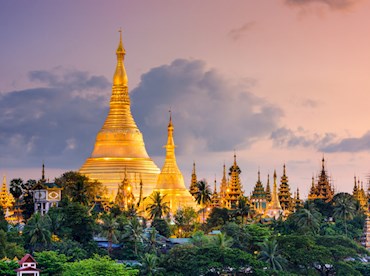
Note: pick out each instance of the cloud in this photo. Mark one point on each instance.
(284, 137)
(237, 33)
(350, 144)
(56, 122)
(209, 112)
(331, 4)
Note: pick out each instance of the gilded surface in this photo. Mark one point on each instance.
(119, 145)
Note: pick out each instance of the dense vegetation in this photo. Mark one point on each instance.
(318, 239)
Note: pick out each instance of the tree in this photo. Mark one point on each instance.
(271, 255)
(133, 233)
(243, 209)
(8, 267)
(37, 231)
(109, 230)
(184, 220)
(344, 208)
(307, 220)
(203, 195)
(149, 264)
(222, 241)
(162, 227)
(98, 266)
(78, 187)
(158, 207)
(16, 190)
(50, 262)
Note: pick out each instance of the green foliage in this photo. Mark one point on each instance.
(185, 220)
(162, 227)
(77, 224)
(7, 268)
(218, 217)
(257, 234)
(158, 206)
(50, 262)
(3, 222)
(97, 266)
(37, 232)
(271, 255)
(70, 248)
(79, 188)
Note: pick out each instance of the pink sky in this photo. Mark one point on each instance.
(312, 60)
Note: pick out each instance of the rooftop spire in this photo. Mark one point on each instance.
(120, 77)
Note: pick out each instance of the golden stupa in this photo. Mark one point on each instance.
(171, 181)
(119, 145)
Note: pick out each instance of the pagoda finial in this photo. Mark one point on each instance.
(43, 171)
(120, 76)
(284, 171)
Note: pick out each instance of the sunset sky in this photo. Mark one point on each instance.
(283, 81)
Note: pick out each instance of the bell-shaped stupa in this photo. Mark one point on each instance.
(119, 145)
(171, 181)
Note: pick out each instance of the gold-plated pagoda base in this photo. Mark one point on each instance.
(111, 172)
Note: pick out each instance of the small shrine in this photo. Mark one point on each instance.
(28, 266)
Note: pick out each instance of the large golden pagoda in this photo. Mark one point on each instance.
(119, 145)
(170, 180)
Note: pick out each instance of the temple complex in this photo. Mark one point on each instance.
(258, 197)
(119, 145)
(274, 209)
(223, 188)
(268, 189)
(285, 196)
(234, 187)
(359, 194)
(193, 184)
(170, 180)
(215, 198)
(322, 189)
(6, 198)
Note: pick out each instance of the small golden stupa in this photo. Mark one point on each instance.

....

**Instructions to follow**
Write out the data above in full and exactly, but without the pictures.

**Output for this exercise**
Note: pick out each instance of the cloud in this photo. Mark one point on each instance.
(284, 137)
(237, 33)
(350, 144)
(56, 122)
(209, 112)
(331, 4)
Note: pick out each instance of the gilded surface in this photo. Mark one point on each instance.
(119, 145)
Note: pick out each instance of the dense vegetation in this photo. Mark one point on each instance.
(318, 239)
Note: pick out each instance of the tree in this photo. Mark one point on each instance.
(271, 255)
(133, 233)
(243, 209)
(8, 267)
(37, 231)
(109, 230)
(184, 220)
(344, 208)
(307, 220)
(203, 195)
(149, 264)
(222, 241)
(162, 227)
(98, 266)
(78, 187)
(158, 207)
(16, 190)
(50, 262)
Note: pick out each instance of the green foliage in this photo. Mark one point on each instance.
(185, 220)
(162, 227)
(77, 224)
(7, 268)
(218, 217)
(257, 234)
(158, 206)
(50, 262)
(3, 222)
(97, 266)
(37, 232)
(271, 255)
(70, 248)
(79, 188)
Note: pick out each instance of the pink sky in this photo. Mark one point on each instance.
(312, 60)
Note: pick out each instance of the rooftop spire in this photo. Mark one point on each instance.
(120, 77)
Note: pick out each instance of the golden stupa in this photo. Mark one point on each instance.
(171, 181)
(119, 145)
Note: pick out each instance of the pagoda finial in this photo. Mark one point on each instance.
(43, 171)
(120, 76)
(284, 171)
Note: pick out each instance of the sunset sky in this photo. Mark one point on each instance.
(283, 81)
Note: pick out each instance of the bell-shaped stupa in this photo. Mark one point on each instance.
(119, 145)
(171, 181)
Note: pick out each instance of the gold-plated pagoda base in this photo. Mark one point on each instance.
(111, 172)
Note: pick out each instance of the small shrine in this photo. Mark one point on each instance.
(28, 266)
Note: pick out each instance of the large golden pagoda in this photo. Mark one point on each instance.
(119, 145)
(170, 180)
Note: pick out each instance of the temple complex in this photo. Mark one point on each instance.
(258, 197)
(119, 145)
(274, 209)
(223, 188)
(268, 189)
(285, 196)
(234, 187)
(359, 194)
(193, 184)
(170, 180)
(215, 198)
(322, 189)
(6, 198)
Note: pick out each instance of the small golden stupa in this photo. Mark one point on each instance.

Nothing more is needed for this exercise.